_SUPPLIED TEXT_
A tiny percentage have probably heard of a head gasket. A much smaller percentage would have a clue as to what it looks like or what it does.
My wife passed away about 6 months ago and talking to her about anything related to the automotive world would drive me stark raving nuts. It’s a miracle she didn’t do me in first.
Three true stories aboutmy wife and mechanical things.
When our first child was young I came home and found my wife in tears, the baby was on he lap and my wife was trying to clip her nails by squeezing the clippers with her fingers, She had not lifted the lever and turned it around,
We bought our first new vehicle in 1971 A VW bus. The only option was a radio. On the way home from ordering it, my wife said “OH NO, we shouldn’t have ordered the radio from the dealer! I don’t like German music.”
My wife is directionally challenged. I have to write her very specific instructions to get anyplace. She can’t read a road map because dhe is colorblind, all the roads are gray. She was taking our children to Toronto for a competition. After she read the directions, she asked me for directions to get home. I told her to just go bact the way she came. She did. When I saw her she told me this story about all the crazy Canadian driver coming at her going the wrong way on the Queen Elizabeth Highway. Sge came back on the same side of the road she went up on.
When my wife and I got married in 1976, I had a 1975 Olds 98 regency. One day as she was coming home from work, the car was making a terrible racket, it sounded like a machine gun. I started yelling at her, why did she drive home like that instead of calling me? She said like what? I said didn’t you hear the noise? She tells me she didn’t hear anything. I yelled some more. I start walking to the driver’s door to reach in and pop the hood when I saw something that told me what I was going to see. There was a dent in the hood that looked like it had been made from the inside. Sure enough, I lift the hood and there’s no plug in the third cylinder back from the front. Now this was a 455 cid v8 so you can imagine the noise it was making, let alone the noise it made when it blew out. I had changed the plugs the week before and had obviously been distracted when tightening that one. Things have not changed much in 43 years, but I yell a lot less, plugs last a lot longer, and I miss big V8’s.

_Dataset rows on where objects appear_
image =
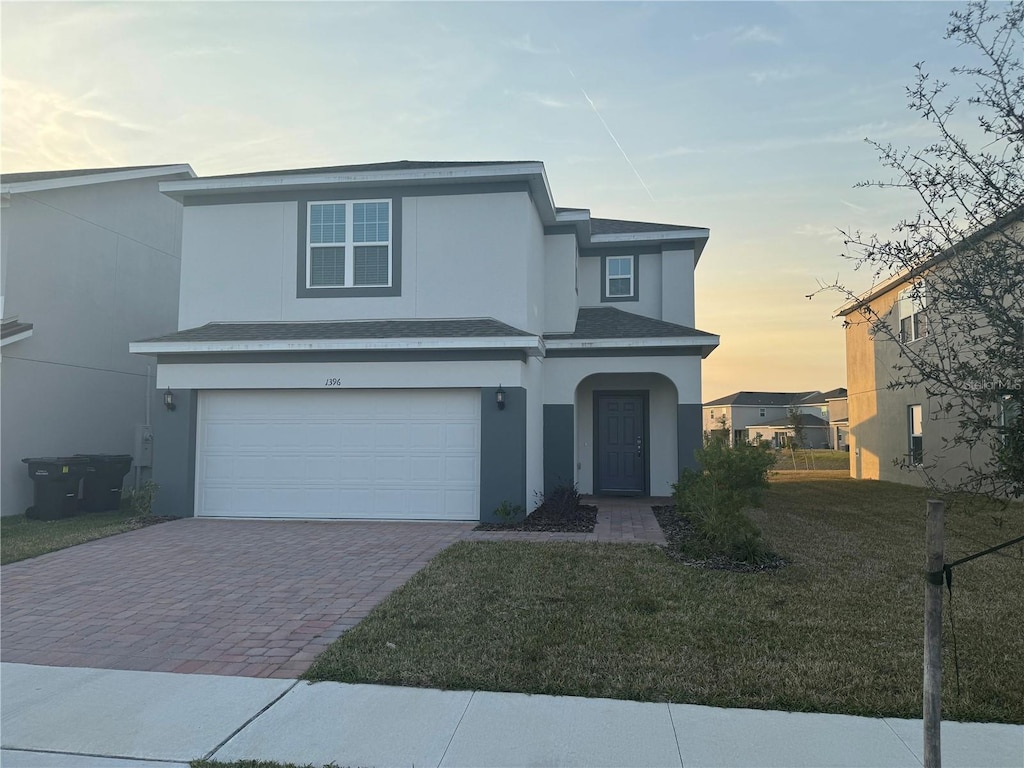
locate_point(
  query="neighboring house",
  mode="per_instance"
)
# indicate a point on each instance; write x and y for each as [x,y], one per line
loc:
[422,341]
[895,429]
[768,416]
[89,261]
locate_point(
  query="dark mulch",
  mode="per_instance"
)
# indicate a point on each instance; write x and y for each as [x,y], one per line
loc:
[545,517]
[142,521]
[680,534]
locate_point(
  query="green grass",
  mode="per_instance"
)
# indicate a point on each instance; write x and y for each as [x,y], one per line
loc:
[22,538]
[839,630]
[813,459]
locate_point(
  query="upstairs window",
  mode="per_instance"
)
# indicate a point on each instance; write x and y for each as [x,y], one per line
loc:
[912,323]
[915,425]
[348,244]
[619,278]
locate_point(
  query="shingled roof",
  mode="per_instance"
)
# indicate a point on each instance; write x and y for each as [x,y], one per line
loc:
[762,398]
[807,420]
[397,329]
[609,323]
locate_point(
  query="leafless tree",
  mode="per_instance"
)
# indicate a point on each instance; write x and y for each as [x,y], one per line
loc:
[963,251]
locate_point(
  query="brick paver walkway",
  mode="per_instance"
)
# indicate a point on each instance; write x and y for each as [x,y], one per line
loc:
[224,597]
[233,597]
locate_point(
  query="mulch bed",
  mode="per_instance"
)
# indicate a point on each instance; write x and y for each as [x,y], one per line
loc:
[581,520]
[679,531]
[142,521]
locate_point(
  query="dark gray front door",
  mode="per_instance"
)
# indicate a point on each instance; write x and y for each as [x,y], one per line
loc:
[621,465]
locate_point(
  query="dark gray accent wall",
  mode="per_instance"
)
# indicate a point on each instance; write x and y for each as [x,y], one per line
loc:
[174,454]
[689,433]
[503,451]
[559,438]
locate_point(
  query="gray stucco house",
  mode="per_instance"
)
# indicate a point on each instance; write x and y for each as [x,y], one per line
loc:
[89,260]
[420,341]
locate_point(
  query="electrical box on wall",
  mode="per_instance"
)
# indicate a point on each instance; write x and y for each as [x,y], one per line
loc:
[143,445]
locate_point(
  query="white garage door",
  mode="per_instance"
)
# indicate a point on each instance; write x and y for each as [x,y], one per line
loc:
[339,454]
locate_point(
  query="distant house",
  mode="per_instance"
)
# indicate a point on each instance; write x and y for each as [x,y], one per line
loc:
[90,260]
[769,416]
[896,429]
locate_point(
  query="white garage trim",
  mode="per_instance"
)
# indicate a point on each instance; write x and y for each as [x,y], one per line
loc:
[343,454]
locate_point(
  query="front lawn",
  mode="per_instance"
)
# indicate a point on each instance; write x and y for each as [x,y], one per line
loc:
[839,630]
[22,538]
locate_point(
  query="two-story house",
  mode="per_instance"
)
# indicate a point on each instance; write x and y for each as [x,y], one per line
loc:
[904,433]
[422,341]
[769,416]
[89,260]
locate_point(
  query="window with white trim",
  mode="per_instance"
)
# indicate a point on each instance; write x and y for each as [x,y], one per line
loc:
[915,425]
[912,323]
[348,244]
[619,276]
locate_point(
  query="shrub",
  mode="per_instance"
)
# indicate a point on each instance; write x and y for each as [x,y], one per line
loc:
[561,502]
[714,499]
[509,513]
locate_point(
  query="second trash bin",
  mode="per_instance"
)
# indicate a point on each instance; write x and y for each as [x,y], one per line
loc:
[55,486]
[104,476]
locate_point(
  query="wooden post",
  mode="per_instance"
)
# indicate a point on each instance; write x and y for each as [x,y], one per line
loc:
[933,634]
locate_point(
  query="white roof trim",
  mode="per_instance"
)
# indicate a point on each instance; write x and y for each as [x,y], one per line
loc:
[95,178]
[477,342]
[15,337]
[348,177]
[651,342]
[660,235]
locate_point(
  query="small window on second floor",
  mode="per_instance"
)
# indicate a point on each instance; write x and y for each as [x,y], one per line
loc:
[915,426]
[912,321]
[349,244]
[619,278]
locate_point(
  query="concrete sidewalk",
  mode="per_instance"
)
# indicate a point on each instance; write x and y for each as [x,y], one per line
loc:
[56,716]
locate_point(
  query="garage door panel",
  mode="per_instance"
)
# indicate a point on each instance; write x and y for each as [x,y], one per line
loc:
[460,469]
[425,468]
[338,454]
[462,436]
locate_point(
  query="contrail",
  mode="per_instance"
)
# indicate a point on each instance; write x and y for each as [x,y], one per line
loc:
[612,135]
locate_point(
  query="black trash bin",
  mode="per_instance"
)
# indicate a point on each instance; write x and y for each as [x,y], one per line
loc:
[55,480]
[104,476]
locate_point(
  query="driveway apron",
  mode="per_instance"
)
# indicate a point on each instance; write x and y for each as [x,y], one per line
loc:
[222,597]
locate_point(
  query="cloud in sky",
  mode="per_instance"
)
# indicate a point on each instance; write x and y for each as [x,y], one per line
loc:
[754,126]
[756,34]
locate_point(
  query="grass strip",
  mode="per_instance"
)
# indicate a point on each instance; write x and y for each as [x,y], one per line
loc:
[839,630]
[22,538]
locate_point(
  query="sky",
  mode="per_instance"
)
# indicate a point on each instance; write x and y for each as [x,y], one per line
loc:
[745,118]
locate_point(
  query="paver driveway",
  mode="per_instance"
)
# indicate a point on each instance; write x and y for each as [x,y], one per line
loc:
[225,597]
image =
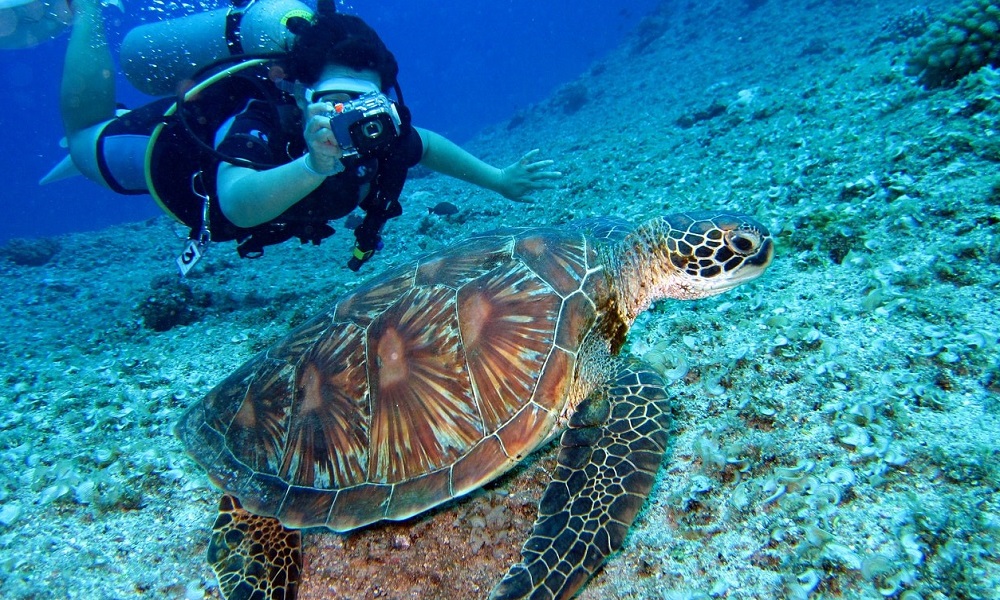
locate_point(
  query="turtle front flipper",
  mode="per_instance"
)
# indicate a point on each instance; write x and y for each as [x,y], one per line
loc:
[254,557]
[607,465]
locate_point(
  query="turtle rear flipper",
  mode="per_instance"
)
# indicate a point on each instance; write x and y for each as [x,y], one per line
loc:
[254,558]
[607,465]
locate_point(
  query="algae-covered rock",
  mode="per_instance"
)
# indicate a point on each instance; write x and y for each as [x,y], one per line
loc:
[961,42]
[170,303]
[30,252]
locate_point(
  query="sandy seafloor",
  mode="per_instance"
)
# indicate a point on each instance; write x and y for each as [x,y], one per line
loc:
[836,421]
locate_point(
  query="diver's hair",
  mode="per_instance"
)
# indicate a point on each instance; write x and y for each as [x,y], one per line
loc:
[335,38]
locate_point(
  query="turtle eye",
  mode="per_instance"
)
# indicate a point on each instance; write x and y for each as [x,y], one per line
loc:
[743,241]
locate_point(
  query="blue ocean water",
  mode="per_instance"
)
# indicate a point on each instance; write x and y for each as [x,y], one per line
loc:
[464,66]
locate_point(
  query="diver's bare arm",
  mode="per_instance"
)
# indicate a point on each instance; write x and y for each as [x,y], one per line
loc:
[248,197]
[515,181]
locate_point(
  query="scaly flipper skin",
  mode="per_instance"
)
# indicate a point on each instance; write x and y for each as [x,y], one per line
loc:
[607,465]
[255,558]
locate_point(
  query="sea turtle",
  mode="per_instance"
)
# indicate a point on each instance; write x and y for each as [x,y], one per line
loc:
[435,378]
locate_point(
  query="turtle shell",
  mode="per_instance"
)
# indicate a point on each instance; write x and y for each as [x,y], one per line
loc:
[420,386]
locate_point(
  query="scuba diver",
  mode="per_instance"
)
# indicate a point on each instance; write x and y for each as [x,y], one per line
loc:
[260,147]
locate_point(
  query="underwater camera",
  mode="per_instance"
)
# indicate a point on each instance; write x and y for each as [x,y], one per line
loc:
[365,125]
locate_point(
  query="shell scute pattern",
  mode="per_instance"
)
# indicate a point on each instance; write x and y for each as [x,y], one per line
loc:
[467,260]
[419,387]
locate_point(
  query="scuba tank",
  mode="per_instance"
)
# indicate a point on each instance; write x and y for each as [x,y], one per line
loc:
[157,57]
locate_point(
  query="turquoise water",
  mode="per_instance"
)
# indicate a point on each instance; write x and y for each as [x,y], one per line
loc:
[835,422]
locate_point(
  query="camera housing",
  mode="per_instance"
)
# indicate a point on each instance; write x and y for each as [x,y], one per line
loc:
[364,125]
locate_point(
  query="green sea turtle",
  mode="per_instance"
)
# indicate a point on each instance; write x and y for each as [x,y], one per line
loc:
[435,378]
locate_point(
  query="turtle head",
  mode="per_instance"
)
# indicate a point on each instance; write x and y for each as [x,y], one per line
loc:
[712,252]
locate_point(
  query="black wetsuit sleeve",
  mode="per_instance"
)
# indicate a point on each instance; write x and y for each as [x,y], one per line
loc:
[250,134]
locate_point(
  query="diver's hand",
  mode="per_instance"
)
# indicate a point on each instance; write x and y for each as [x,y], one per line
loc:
[527,175]
[323,149]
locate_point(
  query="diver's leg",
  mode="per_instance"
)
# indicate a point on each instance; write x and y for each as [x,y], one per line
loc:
[87,95]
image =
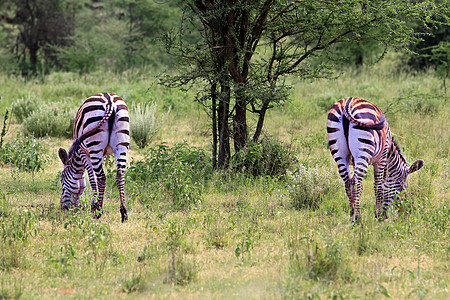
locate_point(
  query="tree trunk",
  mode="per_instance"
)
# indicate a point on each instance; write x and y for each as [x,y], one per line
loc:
[214,122]
[224,132]
[240,122]
[259,126]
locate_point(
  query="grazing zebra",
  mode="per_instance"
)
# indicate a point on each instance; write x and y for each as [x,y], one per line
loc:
[359,135]
[101,128]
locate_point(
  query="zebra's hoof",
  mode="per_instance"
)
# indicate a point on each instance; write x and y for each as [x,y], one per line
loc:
[98,212]
[123,212]
[356,219]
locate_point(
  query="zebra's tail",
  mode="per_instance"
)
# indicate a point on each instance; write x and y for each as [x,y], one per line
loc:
[77,142]
[376,126]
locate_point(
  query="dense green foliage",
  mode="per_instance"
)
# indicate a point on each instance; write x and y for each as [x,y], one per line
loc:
[274,223]
[195,232]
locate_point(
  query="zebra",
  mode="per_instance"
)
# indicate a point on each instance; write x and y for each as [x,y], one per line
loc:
[359,135]
[101,128]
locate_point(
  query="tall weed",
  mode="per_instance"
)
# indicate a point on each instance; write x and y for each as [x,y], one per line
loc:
[266,158]
[26,154]
[145,124]
[24,107]
[15,231]
[174,176]
[308,187]
[50,120]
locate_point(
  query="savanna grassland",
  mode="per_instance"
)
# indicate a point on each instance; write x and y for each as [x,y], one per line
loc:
[194,233]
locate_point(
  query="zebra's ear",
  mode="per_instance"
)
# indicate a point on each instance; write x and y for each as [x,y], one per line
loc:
[417,165]
[63,155]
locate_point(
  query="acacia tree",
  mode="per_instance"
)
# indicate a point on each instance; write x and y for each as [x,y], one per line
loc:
[37,26]
[248,47]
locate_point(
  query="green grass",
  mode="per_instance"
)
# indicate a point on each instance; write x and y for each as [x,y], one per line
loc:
[244,239]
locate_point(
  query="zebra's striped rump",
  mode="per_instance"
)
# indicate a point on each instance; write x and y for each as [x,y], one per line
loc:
[359,136]
[101,128]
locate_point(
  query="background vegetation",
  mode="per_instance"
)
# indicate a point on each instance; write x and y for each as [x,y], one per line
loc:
[273,224]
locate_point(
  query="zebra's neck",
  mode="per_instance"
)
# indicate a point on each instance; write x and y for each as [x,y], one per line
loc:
[396,168]
[76,166]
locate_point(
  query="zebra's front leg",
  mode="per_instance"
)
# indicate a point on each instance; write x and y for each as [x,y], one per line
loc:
[378,189]
[350,194]
[97,203]
[120,181]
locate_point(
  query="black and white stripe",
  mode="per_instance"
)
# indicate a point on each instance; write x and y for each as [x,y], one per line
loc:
[101,128]
[359,135]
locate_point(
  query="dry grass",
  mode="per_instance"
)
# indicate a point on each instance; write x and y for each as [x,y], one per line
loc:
[404,257]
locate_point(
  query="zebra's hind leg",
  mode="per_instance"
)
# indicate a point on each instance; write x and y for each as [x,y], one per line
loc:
[120,181]
[97,203]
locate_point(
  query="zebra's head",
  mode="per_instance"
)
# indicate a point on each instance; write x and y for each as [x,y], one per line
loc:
[396,173]
[72,183]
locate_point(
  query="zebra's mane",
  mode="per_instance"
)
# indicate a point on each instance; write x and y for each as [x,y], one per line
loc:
[397,149]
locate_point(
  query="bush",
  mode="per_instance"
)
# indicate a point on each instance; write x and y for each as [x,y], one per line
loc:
[27,154]
[267,158]
[144,123]
[308,187]
[323,259]
[50,120]
[175,176]
[23,108]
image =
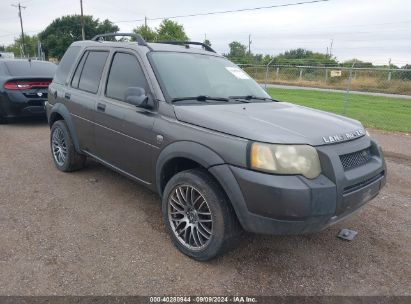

_WHAT TO DO_
From the stories above about a late wife and cars, reproduce the passage starting with "A tiny percentage" and going on through "and mechanical things.".

_IN RESPONSE_
A tiny percentage have probably heard of a head gasket. A much smaller percentage would have a clue as to what it looks like or what it does.
My wife passed away about 6 months ago and talking to her about anything related to the automotive world would drive me stark raving nuts. It’s a miracle she didn’t do me in first.
Three true stories aboutmy wife and mechanical things.